◆ Exercise task ◆
Could you give again, word for word, the part of the Greece travel essay that opens with the words containing "Originally Published June" and closes with "ubiquitous, welcoming, liberating."?

◆ Document segment ◆

A Greece Less Traveled

Originally Published June 2006
Put away those images of whitewashed houses and fresh-from-the-sea orata. This Greece is a place of mountains and fir trees, where the food runs to meat-based stews and leek and celery pie.

My image of Greece was honed on an island in the Aegean, and for as long as I can remember, the country was eternal summer in my mind’s eye. The days were slow and sweet as honey, and at night a cavorting spirit would whisk me away, seductive as a waft of jasmine floating on the breeze. Life was absolute in its contrasts and reassuringly simple: There was the sun, mercilessly hot, almost paralyzing, and there was the sea, ubiquitous, welcoming, liberating.

Then, at the height of August a few years ago, I took the ferry back to Athens and drove to Epirus, the mountainous northwestern part of the mainland, to visit a friend. The mercury had been soaring well above 100 degrees, and the respite, so far from the madding crowds (at that time of year, the entire country seems to congregate in the islands), came as a great relief. An intoxicating perfume of wood fire and wet earth permeated the air, and an icy drizzle chilled my bones for the entire five days I was there.

That trip marked the first time I had ever seen this other Greece, Balkan Greece, with its ponderous beauty, its dark, looming, snowcapped mountains, and its graceful old bridges laced over frigid, rushing rivers. It was a place that felt more like El Greco’s Toledo than the luminous blue and white island paradise I’d always known, and I was utterly entranced. Also, unlike the Aegean, which brims with life for most of the year, Epirus was refreshingly tranquil, its villages serene, lonely places and its inhabitants somber, as though the massive peaks that surrounded them also weighed on their psyches. Even the music was different: Rather than quick-fingered bouzouki riffs to jump and jig to, it was the clarinet’s plaintive wail that resonated at local get-togethers, and the accompanying folk dancing was slow and deliberate. I have been back many times since.

On my most recent trip to Epirus, I was in desperate need of peace and quiet. The clamor of my having recently opened a small seasonal restaurant in Ikaria had just about beaten me down, and I wanted to spend a few days without much in the way of plans, just driving around, relishing the landscape, the vistas, the long walks, and the soul-warming food.

◆ Supplied information ◆
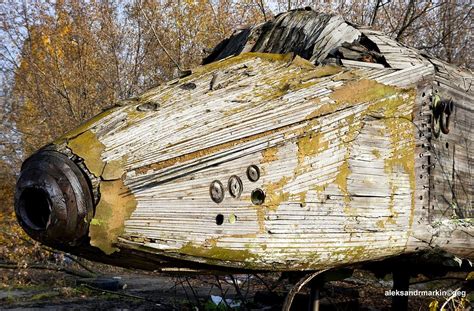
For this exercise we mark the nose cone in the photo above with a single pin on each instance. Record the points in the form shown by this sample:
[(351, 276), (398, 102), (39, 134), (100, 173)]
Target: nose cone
[(53, 200)]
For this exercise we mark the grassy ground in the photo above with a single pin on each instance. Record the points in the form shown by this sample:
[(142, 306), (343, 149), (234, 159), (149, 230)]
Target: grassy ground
[(57, 290)]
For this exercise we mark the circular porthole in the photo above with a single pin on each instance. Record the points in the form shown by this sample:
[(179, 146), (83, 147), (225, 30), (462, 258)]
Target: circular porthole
[(253, 173), (257, 197), (235, 186)]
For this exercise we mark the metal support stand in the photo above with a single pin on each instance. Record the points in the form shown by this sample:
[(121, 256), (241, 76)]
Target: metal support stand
[(315, 296), (401, 282)]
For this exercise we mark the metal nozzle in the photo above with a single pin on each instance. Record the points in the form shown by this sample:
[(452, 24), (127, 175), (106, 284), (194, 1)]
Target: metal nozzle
[(53, 201)]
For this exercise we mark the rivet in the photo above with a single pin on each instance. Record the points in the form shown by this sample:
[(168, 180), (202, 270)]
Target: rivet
[(235, 186), (253, 173), (216, 191), (219, 219), (257, 197)]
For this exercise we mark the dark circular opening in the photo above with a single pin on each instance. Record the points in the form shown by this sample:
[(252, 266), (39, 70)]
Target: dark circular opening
[(35, 208), (253, 173), (219, 219), (257, 196)]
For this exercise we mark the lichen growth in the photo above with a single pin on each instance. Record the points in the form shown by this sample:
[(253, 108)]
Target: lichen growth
[(376, 153), (88, 147), (274, 193), (116, 205), (113, 169), (217, 253), (269, 155), (362, 91)]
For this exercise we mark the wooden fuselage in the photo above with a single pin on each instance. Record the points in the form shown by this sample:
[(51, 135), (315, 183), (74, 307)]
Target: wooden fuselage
[(348, 170)]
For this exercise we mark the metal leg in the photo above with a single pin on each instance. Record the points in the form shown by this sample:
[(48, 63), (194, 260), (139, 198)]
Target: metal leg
[(314, 297), (401, 282)]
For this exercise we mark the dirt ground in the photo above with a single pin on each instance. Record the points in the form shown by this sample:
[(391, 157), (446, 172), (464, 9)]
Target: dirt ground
[(137, 290)]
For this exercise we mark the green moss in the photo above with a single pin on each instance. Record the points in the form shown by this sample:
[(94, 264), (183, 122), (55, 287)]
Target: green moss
[(217, 253), (88, 147)]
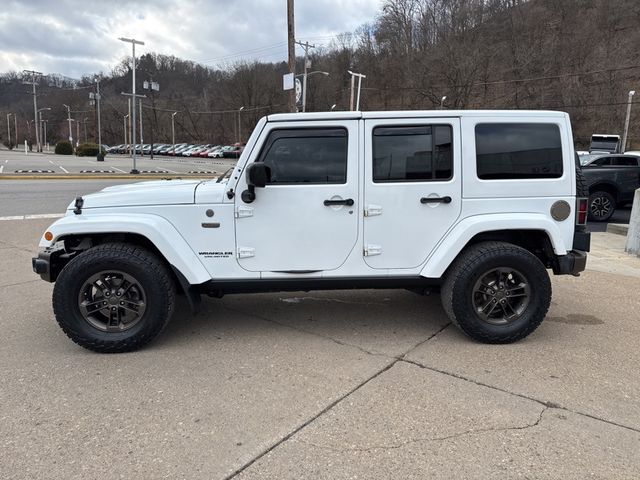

◆ Right answer ◆
Originally Published June 2006
Put away those images of whitewashed houses and fresh-from-the-sea orata. This Greece is a place of mountains and fir trees, where the food runs to meat-based stews and leek and celery pie.

My image of Greece was honed on an island in the Aegean, and for as long as I can remember, the country was eternal summer in my mind’s eye. The days were slow and sweet as honey, and at night a cavorting spirit would whisk me away, seductive as a waft of jasmine floating on the breeze. Life was absolute in its contrasts and reassuringly simple: There was the sun, mercilessly hot, almost paralyzing, and there was the sea, ubiquitous, welcoming, liberating.